=== Goal ===
Which of the lines below contain the word "stitch"? Copy each of them in full.

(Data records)
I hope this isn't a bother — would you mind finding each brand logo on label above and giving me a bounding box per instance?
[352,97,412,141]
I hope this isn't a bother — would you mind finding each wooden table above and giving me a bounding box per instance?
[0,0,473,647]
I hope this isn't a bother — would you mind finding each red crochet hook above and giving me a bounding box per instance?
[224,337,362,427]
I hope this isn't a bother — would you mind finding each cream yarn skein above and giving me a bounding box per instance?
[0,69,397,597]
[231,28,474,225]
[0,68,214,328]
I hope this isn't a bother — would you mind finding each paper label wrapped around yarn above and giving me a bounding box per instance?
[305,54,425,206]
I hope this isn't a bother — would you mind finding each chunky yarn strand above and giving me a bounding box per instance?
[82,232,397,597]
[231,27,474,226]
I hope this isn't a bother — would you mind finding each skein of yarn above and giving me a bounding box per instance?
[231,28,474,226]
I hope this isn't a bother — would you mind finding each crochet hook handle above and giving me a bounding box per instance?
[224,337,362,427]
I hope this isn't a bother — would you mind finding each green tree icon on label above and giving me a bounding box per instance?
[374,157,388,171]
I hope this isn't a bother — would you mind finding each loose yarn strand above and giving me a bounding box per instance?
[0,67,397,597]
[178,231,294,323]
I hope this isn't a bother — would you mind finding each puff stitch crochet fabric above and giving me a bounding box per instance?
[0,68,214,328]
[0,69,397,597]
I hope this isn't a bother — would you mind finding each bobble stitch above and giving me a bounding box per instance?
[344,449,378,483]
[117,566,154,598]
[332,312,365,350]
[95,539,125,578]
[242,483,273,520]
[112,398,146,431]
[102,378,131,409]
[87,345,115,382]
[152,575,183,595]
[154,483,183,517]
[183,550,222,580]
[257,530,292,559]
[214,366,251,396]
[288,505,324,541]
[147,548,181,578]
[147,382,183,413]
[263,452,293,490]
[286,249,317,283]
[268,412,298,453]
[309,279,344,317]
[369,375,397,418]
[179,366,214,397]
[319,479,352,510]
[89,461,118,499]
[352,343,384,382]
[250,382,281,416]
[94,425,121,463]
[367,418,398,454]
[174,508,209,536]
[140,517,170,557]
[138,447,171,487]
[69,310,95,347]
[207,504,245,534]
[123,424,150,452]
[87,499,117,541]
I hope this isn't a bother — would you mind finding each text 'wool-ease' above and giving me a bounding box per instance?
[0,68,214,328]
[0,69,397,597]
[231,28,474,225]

=== Problem solution ===
I hope this isn't a bother — would you mind finding each puff stitch crochet fabric above and giving me a bounding box per instance?
I hope this isn't a bother — would you mind finding each bobble stitch above and giving me a bounding box per instance?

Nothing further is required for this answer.